§ Description of the task
Look below for the line that contains "In the photo below, where can the white", then copy it and each following line to the end of the records, minus any pictures.

§ Task material
= Beginning of Section =
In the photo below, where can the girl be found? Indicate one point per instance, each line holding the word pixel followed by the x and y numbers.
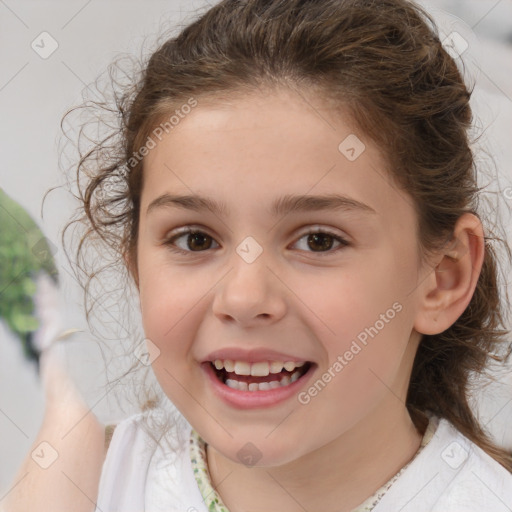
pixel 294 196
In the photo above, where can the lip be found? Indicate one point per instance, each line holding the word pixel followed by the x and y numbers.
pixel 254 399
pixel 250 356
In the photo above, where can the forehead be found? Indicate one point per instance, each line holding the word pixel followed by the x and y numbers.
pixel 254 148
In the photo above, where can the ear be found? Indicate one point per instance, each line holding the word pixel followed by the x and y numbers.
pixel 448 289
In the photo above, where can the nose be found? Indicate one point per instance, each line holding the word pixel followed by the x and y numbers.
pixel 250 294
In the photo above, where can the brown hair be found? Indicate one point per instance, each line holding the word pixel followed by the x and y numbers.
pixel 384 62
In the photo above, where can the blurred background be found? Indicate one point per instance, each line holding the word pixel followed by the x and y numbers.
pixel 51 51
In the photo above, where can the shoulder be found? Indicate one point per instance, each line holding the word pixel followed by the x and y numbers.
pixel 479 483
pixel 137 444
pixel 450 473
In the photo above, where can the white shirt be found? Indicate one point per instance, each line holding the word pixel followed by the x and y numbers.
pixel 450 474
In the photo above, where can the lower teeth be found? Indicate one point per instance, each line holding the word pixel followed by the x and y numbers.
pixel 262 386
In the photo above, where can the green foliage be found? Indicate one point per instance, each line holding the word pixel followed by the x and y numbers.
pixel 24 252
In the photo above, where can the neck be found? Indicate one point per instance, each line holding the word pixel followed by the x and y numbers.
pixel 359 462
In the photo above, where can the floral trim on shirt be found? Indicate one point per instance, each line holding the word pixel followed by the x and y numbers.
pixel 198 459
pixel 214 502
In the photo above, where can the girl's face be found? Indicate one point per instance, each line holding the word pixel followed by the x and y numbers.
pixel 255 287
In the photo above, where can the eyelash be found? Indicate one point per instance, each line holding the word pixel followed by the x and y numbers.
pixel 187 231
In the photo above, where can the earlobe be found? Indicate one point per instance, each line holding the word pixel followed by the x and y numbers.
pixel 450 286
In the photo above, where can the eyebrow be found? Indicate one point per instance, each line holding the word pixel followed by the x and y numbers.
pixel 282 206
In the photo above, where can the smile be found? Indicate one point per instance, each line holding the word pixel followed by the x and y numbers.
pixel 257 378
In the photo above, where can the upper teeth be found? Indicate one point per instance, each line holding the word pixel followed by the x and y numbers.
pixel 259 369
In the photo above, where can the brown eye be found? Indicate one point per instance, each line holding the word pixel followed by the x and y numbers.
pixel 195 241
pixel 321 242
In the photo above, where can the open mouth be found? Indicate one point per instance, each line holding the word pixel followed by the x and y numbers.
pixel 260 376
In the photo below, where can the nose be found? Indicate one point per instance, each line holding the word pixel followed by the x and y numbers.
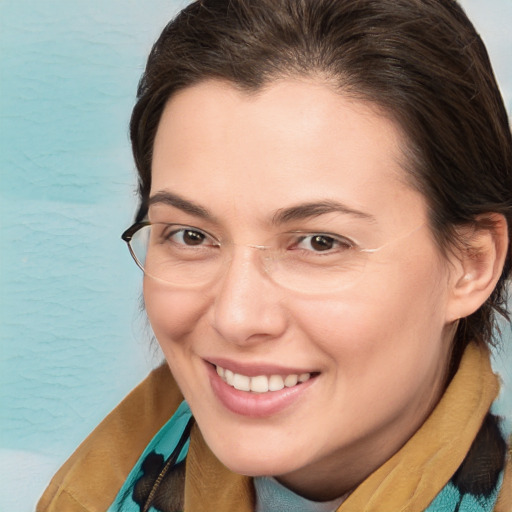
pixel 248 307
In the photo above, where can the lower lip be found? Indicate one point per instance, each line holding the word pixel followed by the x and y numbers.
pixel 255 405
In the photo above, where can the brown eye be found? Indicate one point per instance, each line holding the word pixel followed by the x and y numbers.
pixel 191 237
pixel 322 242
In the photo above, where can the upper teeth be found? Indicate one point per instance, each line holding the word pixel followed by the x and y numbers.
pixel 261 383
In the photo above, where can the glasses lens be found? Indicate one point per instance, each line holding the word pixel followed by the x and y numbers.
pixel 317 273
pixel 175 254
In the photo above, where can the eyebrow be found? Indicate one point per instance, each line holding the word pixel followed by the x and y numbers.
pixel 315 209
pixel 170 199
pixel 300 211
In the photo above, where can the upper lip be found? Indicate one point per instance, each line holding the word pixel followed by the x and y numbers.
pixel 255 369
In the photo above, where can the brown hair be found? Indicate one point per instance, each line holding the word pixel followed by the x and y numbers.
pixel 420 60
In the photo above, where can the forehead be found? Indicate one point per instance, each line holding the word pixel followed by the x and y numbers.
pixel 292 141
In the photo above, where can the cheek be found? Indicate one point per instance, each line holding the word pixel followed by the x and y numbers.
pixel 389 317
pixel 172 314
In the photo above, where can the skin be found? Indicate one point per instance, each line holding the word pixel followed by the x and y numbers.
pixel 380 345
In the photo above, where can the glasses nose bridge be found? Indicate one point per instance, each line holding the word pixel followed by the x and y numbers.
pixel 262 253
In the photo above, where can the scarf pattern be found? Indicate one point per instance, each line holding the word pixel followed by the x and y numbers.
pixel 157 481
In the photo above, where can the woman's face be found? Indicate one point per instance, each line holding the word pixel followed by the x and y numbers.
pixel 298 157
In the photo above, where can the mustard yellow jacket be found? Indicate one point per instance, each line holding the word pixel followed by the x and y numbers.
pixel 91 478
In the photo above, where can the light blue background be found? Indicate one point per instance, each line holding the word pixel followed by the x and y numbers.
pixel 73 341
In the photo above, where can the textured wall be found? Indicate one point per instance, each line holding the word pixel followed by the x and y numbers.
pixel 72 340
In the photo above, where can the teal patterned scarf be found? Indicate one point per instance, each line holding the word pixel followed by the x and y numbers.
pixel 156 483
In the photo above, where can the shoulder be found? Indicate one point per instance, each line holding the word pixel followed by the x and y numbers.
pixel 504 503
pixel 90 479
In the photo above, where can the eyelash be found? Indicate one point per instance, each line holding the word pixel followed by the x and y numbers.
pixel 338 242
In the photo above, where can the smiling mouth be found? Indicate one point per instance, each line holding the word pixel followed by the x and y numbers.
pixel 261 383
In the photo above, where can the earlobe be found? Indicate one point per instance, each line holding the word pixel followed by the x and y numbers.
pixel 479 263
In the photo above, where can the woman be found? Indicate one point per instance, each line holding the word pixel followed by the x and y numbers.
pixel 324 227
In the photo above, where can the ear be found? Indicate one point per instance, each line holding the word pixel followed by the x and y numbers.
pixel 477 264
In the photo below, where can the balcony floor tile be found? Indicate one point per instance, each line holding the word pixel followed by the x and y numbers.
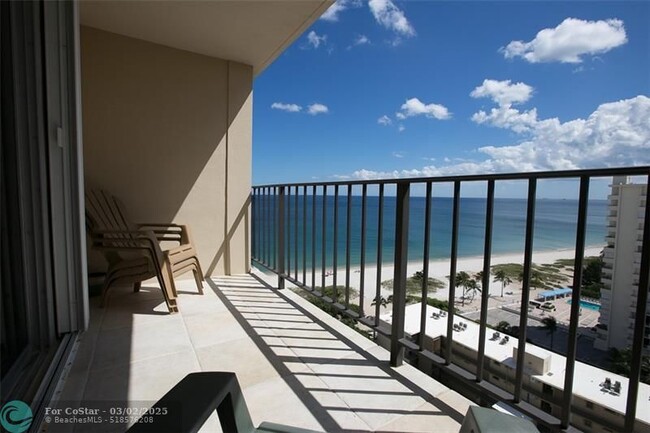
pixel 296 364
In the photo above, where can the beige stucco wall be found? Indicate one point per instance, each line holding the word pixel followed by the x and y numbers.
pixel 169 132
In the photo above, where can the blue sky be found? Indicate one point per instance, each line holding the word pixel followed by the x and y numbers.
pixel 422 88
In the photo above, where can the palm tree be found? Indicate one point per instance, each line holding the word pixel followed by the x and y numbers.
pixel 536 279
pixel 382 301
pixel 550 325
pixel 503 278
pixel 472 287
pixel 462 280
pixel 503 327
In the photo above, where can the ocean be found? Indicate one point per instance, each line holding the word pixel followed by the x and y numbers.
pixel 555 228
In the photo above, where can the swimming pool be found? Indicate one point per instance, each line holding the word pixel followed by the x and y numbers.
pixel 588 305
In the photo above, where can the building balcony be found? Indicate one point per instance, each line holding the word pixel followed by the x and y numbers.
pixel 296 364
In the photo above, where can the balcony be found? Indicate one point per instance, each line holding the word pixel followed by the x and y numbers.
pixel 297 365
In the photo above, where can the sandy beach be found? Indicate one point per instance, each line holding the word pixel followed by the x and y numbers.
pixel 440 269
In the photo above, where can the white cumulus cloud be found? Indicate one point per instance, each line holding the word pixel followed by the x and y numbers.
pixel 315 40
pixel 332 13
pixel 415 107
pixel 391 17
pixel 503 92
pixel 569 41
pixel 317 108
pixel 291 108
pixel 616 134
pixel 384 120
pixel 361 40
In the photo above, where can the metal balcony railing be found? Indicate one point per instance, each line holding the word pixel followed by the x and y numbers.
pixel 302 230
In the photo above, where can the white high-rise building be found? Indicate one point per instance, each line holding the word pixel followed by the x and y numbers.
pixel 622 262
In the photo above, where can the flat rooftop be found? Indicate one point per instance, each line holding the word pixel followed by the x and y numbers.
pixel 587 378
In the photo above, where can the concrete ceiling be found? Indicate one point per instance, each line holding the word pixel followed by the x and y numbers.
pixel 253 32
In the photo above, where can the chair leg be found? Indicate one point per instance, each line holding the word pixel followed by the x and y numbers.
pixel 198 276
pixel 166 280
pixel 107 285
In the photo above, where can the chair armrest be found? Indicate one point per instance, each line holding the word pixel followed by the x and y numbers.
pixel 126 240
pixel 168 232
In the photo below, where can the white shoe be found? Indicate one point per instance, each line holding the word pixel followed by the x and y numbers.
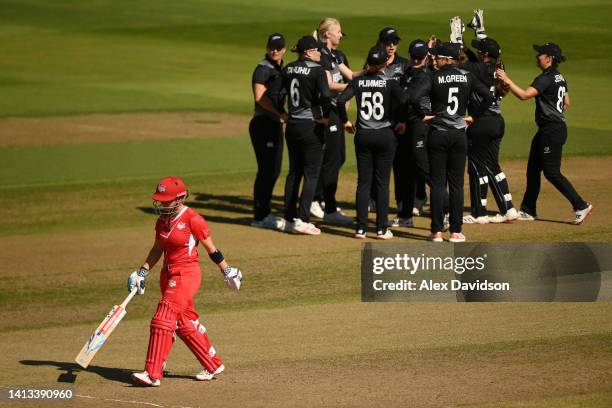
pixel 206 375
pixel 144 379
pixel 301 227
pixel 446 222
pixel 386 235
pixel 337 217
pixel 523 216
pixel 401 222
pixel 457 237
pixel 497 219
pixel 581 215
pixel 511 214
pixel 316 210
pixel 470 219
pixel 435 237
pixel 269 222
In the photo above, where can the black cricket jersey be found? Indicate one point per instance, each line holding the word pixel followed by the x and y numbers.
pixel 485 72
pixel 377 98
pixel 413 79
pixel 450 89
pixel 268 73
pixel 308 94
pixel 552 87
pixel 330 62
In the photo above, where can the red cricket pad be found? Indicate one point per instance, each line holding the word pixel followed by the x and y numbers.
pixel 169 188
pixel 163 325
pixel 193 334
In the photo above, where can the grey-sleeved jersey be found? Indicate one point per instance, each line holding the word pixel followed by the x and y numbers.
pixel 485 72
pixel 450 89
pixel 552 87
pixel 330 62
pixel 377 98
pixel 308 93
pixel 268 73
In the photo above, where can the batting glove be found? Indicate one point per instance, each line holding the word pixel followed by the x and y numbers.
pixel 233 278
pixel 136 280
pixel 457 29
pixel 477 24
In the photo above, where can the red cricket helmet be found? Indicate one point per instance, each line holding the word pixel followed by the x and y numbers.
= End of Section =
§ Response area
In the photo below, where can the white shoe be found? Indicate one point per instance, each line holding the word pixel followed by the x and y numbers.
pixel 206 375
pixel 144 379
pixel 301 227
pixel 446 222
pixel 386 235
pixel 337 217
pixel 523 216
pixel 401 222
pixel 457 237
pixel 497 219
pixel 581 215
pixel 511 214
pixel 316 210
pixel 470 219
pixel 435 237
pixel 269 222
In the photo above, where can the black cricket jersey be found? Indicate one point per instance, each line holding the word pixel followed by the x and y numbers.
pixel 485 72
pixel 377 98
pixel 413 79
pixel 450 89
pixel 268 73
pixel 308 94
pixel 552 87
pixel 330 62
In the photo above, where can the red cricket pad be found? Indicate one point per instance, each line holding the word pixel followed by the x and y numbers.
pixel 169 188
pixel 163 325
pixel 193 334
In the photo above, where can the grey-sleeved jersey be found? Indicate one point per instance, each line holding the word pixel followed by the x and y numbers.
pixel 485 72
pixel 450 89
pixel 552 87
pixel 330 62
pixel 377 98
pixel 308 93
pixel 268 73
In the photo above, where can the batting glove be found? Indicate one point per instance, each line holding the word pixel followed by the x and y numbers.
pixel 233 278
pixel 136 280
pixel 457 29
pixel 477 24
In the photo above, where can the red cricket helmet be found? Indicate one point per instance, each line holding the word pixel followed by the x and y numbers.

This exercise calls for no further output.